Written exercise
Only the run of lines from the one containing "of the wooden" through the last line should be returned, exactly as written.

Dataset entries
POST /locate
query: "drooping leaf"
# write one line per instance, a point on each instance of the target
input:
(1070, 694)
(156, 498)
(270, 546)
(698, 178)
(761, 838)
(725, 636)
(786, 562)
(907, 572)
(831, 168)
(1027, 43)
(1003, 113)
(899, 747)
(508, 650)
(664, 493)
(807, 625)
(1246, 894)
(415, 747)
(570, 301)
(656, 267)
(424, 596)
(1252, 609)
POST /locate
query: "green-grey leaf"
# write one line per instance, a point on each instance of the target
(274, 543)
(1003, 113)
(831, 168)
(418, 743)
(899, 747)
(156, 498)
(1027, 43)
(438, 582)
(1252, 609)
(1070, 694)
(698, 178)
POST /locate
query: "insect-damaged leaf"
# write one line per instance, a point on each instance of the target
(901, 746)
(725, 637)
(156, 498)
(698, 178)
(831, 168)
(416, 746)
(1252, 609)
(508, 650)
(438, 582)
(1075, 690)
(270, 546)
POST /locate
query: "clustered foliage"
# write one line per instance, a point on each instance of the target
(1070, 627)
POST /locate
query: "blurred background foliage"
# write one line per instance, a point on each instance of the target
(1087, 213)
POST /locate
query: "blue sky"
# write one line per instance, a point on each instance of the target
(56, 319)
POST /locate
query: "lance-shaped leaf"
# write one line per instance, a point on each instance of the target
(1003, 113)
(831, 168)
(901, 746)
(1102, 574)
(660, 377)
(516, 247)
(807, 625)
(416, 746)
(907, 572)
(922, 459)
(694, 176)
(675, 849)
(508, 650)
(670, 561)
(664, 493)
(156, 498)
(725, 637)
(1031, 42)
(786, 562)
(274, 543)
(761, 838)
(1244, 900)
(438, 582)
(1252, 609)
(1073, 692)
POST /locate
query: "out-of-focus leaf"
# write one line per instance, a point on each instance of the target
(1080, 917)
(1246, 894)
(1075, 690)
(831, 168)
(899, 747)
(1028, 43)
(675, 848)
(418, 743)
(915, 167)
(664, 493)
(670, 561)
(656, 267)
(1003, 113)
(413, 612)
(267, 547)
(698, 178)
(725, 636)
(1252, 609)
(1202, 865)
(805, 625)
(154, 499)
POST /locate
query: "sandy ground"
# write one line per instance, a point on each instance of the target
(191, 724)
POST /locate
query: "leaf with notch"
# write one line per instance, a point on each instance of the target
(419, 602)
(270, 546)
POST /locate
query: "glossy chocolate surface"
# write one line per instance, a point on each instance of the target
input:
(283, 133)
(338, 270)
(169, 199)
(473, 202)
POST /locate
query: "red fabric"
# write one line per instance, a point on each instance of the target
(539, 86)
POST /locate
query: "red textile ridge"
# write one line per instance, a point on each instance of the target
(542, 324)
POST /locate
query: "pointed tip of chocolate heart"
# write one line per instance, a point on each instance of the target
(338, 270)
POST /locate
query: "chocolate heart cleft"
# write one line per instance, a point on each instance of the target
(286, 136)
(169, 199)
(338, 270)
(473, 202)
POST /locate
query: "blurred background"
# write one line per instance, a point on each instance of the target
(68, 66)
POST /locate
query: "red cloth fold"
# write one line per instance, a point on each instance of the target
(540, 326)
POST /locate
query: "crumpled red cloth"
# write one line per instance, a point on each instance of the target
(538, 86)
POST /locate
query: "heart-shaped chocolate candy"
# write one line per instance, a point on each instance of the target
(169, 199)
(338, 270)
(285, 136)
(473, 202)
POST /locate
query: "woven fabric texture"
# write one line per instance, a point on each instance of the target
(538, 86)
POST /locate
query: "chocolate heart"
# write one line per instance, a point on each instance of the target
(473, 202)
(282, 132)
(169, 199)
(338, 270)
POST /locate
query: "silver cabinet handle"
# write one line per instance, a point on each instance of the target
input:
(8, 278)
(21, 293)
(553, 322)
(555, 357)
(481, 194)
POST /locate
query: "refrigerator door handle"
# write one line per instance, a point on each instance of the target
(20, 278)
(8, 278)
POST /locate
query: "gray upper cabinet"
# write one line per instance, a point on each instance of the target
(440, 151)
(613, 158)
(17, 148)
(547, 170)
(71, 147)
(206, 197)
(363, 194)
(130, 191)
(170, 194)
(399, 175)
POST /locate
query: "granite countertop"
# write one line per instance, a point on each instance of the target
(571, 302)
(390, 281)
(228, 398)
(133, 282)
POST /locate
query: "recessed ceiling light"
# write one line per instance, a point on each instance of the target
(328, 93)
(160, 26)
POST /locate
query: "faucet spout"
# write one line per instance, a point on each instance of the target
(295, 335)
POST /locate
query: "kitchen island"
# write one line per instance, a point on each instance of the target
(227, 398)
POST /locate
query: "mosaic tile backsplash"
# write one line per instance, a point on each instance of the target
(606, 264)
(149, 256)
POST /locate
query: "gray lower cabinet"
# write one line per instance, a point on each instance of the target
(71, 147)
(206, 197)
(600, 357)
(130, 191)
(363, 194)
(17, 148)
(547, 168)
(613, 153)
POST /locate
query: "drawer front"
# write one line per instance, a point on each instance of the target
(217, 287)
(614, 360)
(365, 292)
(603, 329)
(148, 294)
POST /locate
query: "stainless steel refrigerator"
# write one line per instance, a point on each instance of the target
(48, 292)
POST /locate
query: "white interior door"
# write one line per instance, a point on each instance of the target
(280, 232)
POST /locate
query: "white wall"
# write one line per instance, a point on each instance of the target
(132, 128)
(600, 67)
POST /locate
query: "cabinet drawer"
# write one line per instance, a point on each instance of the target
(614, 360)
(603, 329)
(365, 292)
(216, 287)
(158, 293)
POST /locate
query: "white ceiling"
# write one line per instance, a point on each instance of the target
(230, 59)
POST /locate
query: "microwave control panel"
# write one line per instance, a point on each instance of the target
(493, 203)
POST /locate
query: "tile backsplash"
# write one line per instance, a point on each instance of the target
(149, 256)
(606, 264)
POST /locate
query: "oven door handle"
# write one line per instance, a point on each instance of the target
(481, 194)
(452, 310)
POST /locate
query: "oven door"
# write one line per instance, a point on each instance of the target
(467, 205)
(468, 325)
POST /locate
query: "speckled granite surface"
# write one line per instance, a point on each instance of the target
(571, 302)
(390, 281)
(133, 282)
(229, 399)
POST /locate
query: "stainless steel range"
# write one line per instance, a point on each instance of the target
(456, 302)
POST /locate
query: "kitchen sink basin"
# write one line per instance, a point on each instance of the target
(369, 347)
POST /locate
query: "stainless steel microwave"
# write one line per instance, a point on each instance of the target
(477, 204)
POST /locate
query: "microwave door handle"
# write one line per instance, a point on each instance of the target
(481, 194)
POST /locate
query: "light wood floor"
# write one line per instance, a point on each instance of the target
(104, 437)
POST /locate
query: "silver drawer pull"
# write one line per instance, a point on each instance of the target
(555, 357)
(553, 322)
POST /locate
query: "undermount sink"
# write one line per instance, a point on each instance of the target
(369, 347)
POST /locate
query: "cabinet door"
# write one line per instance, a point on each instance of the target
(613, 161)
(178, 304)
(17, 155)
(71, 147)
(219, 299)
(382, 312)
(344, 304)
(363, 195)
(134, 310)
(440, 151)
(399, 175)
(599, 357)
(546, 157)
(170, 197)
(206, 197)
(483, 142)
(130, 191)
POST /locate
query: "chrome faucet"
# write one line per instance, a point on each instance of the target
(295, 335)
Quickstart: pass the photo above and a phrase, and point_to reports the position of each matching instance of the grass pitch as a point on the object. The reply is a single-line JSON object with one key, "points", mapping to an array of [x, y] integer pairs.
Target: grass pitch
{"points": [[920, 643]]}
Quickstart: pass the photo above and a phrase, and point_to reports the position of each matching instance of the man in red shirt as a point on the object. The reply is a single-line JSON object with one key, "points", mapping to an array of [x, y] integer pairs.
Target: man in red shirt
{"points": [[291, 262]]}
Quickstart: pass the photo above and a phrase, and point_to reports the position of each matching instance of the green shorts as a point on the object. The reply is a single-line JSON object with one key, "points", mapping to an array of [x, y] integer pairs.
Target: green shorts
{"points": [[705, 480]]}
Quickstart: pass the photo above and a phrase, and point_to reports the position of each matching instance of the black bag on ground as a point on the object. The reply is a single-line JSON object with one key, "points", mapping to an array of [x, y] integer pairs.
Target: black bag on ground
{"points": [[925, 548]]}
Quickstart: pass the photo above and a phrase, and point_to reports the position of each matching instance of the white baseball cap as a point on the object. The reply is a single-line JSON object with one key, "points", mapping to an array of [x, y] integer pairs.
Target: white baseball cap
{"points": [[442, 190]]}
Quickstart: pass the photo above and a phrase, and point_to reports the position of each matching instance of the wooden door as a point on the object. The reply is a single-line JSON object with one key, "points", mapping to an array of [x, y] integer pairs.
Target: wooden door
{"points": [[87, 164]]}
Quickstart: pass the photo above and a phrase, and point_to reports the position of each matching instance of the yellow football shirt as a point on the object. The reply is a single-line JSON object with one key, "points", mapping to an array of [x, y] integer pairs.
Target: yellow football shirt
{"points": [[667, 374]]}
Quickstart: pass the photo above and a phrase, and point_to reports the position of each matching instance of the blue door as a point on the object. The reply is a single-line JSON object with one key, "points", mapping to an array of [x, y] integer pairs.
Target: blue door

Response to this exercise
Quickstart: pass the photo above and a phrase, and point_to reports the position of each matching instance of the wooden door as a point on the object. The reply is a single-line JSON object with one key, "points", mapping to an array of [x, y] integer pairs.
Target: wooden door
{"points": [[87, 164]]}
Quickstart: pass the photo above and a phrase, and point_to reports the position of each matching instance of the yellow football shirt as a point on the object. The reply is a single-line JSON object with one key, "points", mapping to an array of [x, y] integer pairs.
Target: yellow football shirt
{"points": [[667, 374]]}
Quickstart: pass the photo above and a phrase, and point_to reports the position of each matching instance of the blue door as a point on the object. The reply is a single-line JSON object with one key, "points", mapping to an array of [x, y] integer pairs.
Target: blue door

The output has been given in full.